--- begin INFORMATION SUPPLIED ---
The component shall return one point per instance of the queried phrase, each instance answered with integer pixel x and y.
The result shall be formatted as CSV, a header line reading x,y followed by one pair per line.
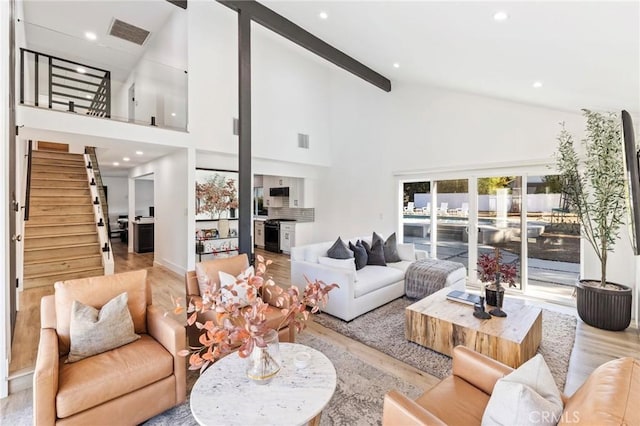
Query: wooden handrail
x,y
28,191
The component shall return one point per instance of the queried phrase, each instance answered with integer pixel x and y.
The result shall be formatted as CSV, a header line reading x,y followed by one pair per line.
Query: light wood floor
x,y
592,346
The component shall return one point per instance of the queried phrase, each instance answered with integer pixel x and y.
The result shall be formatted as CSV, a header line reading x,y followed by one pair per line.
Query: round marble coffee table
x,y
225,395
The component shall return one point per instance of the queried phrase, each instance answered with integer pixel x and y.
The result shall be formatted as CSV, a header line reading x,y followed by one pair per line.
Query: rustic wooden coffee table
x,y
441,324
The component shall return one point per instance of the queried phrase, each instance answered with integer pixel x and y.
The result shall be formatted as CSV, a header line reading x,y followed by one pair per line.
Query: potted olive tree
x,y
595,189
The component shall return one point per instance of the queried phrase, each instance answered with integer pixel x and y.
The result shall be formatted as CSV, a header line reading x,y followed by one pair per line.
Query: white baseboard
x,y
180,270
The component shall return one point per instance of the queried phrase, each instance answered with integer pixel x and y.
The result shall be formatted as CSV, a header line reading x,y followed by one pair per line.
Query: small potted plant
x,y
596,192
491,270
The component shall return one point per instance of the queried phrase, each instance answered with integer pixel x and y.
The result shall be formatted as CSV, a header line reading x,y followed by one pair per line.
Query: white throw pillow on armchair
x,y
527,396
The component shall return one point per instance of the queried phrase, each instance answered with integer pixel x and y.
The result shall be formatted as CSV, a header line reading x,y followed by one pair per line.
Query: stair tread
x,y
67,272
61,247
59,179
54,188
71,234
58,259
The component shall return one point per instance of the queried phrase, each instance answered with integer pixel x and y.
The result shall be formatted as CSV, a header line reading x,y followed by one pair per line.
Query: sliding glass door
x,y
524,217
452,220
499,219
553,243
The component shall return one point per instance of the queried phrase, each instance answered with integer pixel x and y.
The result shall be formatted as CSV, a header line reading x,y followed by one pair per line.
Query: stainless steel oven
x,y
272,234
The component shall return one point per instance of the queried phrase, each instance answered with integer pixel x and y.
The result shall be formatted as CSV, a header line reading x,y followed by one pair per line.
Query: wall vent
x,y
303,141
128,32
236,126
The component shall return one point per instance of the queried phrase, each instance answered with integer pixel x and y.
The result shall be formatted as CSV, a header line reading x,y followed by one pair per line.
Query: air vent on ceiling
x,y
303,141
128,32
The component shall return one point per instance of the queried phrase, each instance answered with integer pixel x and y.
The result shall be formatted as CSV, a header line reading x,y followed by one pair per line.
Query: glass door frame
x,y
522,171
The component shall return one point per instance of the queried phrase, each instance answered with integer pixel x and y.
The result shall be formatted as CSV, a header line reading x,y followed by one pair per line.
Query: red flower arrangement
x,y
245,327
490,264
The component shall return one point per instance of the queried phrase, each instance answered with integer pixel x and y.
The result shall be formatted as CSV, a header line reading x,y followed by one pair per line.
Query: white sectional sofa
x,y
360,291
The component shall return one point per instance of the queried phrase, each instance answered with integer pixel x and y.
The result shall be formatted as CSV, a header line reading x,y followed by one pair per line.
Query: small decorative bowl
x,y
301,359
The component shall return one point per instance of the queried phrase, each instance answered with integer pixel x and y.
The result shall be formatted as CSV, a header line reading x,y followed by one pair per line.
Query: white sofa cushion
x,y
373,277
348,264
313,251
401,266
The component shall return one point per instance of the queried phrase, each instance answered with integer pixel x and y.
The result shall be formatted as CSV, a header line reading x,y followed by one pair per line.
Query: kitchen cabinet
x,y
217,238
301,193
258,233
142,237
269,182
287,236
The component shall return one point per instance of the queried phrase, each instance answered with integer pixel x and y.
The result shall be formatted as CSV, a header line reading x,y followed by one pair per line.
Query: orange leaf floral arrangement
x,y
244,327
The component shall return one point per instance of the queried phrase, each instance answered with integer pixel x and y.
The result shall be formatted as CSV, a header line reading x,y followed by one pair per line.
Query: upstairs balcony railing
x,y
69,85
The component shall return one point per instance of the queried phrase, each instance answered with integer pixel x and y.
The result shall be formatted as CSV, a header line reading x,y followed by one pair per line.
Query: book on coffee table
x,y
461,296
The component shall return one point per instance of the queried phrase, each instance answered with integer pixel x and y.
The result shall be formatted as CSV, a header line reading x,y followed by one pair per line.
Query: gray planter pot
x,y
604,308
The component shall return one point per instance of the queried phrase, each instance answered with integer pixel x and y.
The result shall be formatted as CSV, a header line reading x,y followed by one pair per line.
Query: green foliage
x,y
411,188
552,185
453,186
595,186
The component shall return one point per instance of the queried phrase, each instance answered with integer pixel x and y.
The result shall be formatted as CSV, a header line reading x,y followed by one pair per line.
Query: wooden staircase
x,y
61,241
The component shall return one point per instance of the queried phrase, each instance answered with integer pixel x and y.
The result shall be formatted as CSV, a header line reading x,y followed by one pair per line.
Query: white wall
x,y
118,195
5,324
159,77
172,239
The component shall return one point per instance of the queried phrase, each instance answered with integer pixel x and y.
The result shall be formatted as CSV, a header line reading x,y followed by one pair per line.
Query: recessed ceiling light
x,y
500,16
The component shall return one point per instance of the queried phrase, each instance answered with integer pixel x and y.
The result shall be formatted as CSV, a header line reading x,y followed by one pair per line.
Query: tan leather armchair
x,y
606,398
232,265
125,385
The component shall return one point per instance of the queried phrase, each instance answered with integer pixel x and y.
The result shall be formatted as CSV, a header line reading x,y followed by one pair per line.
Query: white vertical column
x,y
473,229
524,236
434,219
190,209
132,211
5,321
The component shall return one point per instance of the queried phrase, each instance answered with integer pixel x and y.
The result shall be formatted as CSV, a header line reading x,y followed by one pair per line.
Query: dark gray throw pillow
x,y
339,250
375,254
360,254
390,248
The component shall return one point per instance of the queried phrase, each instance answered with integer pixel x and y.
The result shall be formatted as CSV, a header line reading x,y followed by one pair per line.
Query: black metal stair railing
x,y
69,84
93,158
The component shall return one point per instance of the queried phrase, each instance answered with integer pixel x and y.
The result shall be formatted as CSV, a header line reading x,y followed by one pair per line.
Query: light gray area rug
x,y
383,329
357,400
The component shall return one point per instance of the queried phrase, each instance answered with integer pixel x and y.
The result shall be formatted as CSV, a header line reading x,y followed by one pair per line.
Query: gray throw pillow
x,y
390,248
94,331
375,254
360,254
375,237
339,250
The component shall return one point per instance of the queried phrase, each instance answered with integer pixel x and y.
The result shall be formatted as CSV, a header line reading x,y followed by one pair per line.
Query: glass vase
x,y
264,363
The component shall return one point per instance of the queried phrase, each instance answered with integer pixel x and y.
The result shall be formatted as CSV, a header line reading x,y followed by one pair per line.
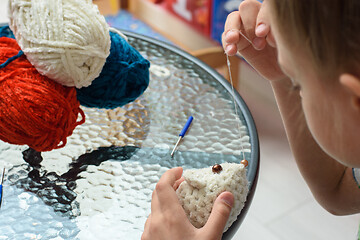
--- end INFORMATION SUPPLIED ---
# GOAL:
Count the lines in the rows above that contain the word "potted", and reply with only that number.

# CORRECT OUTPUT:
2